━━━ PROVIDED ENTRIES
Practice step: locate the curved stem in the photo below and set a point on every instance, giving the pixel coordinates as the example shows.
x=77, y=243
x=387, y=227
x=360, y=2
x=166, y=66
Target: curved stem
━━━━━━
WORK REQUIRED
Restate each record word for word.

EXERCISE SOLUTION
Practice step: locate the curved stem in the photo below and set a point on every instance, giving the pixel coordinates as the example shows.
x=77, y=243
x=387, y=227
x=360, y=2
x=166, y=66
Target: curved stem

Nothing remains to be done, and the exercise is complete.